§ **EXTRACTO DE DATOS**:
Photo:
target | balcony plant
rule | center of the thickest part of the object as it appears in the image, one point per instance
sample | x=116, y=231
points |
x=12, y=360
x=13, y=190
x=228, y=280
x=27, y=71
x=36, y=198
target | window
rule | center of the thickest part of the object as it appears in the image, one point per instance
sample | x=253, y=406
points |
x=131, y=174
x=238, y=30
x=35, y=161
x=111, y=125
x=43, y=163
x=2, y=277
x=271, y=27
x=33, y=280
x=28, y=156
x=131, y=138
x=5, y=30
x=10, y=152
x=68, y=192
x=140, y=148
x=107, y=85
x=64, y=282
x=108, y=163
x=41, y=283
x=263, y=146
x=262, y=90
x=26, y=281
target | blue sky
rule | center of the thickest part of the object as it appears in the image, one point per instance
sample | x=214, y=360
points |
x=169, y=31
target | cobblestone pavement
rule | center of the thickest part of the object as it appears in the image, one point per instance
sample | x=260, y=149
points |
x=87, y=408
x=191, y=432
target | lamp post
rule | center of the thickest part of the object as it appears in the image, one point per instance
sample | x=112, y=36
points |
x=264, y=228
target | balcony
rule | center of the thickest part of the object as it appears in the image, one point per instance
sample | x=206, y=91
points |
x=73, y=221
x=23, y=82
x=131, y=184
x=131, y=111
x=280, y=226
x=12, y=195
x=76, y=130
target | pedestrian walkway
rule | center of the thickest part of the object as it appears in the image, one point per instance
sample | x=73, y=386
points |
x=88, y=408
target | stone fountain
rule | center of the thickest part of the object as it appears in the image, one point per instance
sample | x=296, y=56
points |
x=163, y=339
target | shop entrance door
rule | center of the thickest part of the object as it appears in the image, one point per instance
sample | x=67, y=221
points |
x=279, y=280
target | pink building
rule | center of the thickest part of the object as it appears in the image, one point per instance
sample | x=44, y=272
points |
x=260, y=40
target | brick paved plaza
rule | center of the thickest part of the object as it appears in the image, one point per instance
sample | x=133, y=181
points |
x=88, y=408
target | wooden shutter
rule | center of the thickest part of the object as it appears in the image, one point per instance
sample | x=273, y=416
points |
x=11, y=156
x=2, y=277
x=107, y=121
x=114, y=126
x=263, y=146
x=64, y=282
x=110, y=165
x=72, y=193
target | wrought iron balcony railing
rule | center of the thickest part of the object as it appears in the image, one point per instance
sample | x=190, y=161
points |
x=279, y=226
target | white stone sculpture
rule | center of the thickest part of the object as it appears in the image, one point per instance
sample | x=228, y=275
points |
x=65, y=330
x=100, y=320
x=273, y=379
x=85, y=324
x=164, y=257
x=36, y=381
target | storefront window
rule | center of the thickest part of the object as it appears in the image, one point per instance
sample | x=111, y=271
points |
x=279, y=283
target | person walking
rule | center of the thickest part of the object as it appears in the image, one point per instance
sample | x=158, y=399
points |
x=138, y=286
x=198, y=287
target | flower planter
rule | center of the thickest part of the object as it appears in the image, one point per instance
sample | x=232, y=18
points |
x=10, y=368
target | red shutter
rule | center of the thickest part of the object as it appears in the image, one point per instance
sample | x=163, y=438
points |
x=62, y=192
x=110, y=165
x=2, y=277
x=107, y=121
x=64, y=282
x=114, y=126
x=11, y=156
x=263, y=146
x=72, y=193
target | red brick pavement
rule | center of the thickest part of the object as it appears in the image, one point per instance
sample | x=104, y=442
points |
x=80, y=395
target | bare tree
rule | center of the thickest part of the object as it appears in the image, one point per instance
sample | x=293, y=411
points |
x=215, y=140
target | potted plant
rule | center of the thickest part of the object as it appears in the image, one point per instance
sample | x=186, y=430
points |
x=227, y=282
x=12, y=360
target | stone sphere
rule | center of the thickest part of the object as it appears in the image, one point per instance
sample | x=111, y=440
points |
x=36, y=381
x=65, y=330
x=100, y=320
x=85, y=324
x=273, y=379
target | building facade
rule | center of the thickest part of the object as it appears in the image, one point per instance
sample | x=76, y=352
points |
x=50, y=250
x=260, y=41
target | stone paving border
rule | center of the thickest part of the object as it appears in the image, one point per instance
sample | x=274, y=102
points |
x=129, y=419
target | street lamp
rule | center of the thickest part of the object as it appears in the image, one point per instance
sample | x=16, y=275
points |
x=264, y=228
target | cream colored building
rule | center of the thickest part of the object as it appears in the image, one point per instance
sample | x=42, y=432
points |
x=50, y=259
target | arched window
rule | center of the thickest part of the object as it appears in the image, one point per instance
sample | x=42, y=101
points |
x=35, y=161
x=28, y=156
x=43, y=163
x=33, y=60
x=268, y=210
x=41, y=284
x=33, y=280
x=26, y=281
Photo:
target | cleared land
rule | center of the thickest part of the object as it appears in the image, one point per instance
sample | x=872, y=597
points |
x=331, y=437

§ **EJERCICIO**: Cambia "rule" por "criterion" en todos los registros y vuelve a escribir las líneas sin ninguna otra modificación.

§ **RESPUESTA**:
Photo:
target | balcony plant
criterion | center of the thickest part of the object as it appears in the image, one point per instance
sample | x=116, y=231
points |
x=12, y=360
x=13, y=190
x=228, y=280
x=27, y=71
x=36, y=198
target | window
criterion | center of the thickest part of the object as it appears in the image, one point per instance
sample | x=253, y=406
points |
x=131, y=174
x=238, y=30
x=35, y=161
x=111, y=125
x=43, y=163
x=2, y=277
x=271, y=27
x=33, y=280
x=28, y=156
x=131, y=138
x=5, y=30
x=10, y=152
x=68, y=192
x=140, y=148
x=107, y=85
x=64, y=282
x=108, y=163
x=41, y=283
x=263, y=146
x=262, y=90
x=26, y=281
target | blue sky
criterion | center of the thickest part of the object as it appears in the image, one point per instance
sample | x=214, y=360
points |
x=169, y=31
target | cobblestone pavement
criterion | center of the thickest part of the object as it appears in the image, one point per instance
sample | x=260, y=149
points |
x=87, y=408
x=191, y=432
target | lamp post
criterion | center of the thickest part of the object as it appears in the image, one point per instance
sample | x=112, y=36
points |
x=264, y=228
target | balcony
criterion | center of the thickest part of the object as it appears in the image, one point per instance
sample | x=206, y=91
points |
x=73, y=221
x=23, y=82
x=131, y=184
x=131, y=111
x=280, y=226
x=12, y=195
x=76, y=130
target | pedestrian walkway
criterion | center of the thickest part of the object as it appears in the image, one point per instance
sample | x=73, y=386
points |
x=88, y=408
target | stone fountain
criterion | center of the thickest part of the object as it appears in the image, one point per instance
sample | x=296, y=56
points |
x=163, y=339
target | shop entrance door
criterion | center of the thickest part of the object as it appears in the image, one point per instance
sample | x=67, y=221
points |
x=279, y=280
target | pink building
criterion | center of the thickest part of the object as it appears in the image, one point per instance
sample | x=44, y=272
points |
x=260, y=40
target | brick paved plaza
criterion | center of the thickest part of the object as it appears in the image, one point per instance
sample | x=133, y=181
points |
x=88, y=408
target | wooden shutter
criterion | center of the thickest part of the object as it appears in the image, one point per instance
sample | x=273, y=416
points |
x=11, y=156
x=2, y=277
x=107, y=121
x=114, y=126
x=263, y=146
x=64, y=282
x=110, y=165
x=72, y=193
target | wrought iron balcony railing
criterion | center of the thickest part of the object as it appears in the image, one point per instance
sample | x=190, y=161
points |
x=279, y=226
target | white stone sculpture
criterion | center of the thickest part of the object as it appears in the image, one point per instance
sample | x=228, y=275
points |
x=65, y=330
x=100, y=320
x=273, y=379
x=85, y=324
x=164, y=257
x=36, y=381
target | storefront window
criterion | center of the thickest part of the object as it appears in the image, one point per instance
sample | x=111, y=271
points |
x=279, y=283
target | person walking
criterion | center of the thickest part of the object as it appears in the image, one point per instance
sample | x=158, y=399
points |
x=138, y=286
x=198, y=287
target | flower planter
criterion | center of the thickest part of the object as it appears in the image, one point per instance
sample | x=232, y=18
points |
x=10, y=368
target | red shutter
criterion | center of the thickest part of the object as it appears in the image, one point per instance
sample | x=163, y=438
points |
x=62, y=192
x=110, y=165
x=2, y=277
x=107, y=121
x=64, y=282
x=114, y=126
x=11, y=156
x=263, y=146
x=72, y=193
target | red brick pavement
criterion | center of the thickest part of the object as it appears in the image, one point per instance
sample | x=104, y=442
points |
x=80, y=395
target | bare tree
criterion | center of the thickest part of the object as it appears in the image, one point per instance
sample | x=293, y=411
points |
x=215, y=140
target | potted plant
criterion | center of the thickest part of the object as it appears in the image, one point per instance
sample | x=186, y=430
points |
x=227, y=282
x=12, y=360
target | stone sphere
criterion | center of the thickest part of the object as it appears in the image, one point per instance
sample | x=111, y=440
points |
x=36, y=381
x=65, y=330
x=100, y=320
x=85, y=324
x=273, y=379
target | building facade
criterion | center of the thickest part of the object as it appears in the image, one point per instance
sample | x=76, y=352
points |
x=50, y=250
x=260, y=41
target | stone paving border
criterion | center of the thickest part of the object as it appears in the image, one point per instance
sample | x=274, y=102
points |
x=129, y=419
target | street lamp
criterion | center of the thickest part of the object as it appears in the image, one point per instance
sample | x=16, y=275
points |
x=264, y=228
target | cream colored building
criterion | center of the thickest part of the object as it appears in the image, one point per instance
sample | x=42, y=432
points |
x=50, y=259
target | arched window
criterion | center of the thickest part of the object as it appears in the image, one point per instance
sample | x=42, y=101
points |
x=35, y=161
x=28, y=156
x=43, y=163
x=33, y=60
x=268, y=210
x=41, y=284
x=33, y=280
x=26, y=281
Photo:
target | cleared land
criterion | center of the thickest part of the object as it appears in the image, one point per instance
sample | x=872, y=597
points |
x=331, y=437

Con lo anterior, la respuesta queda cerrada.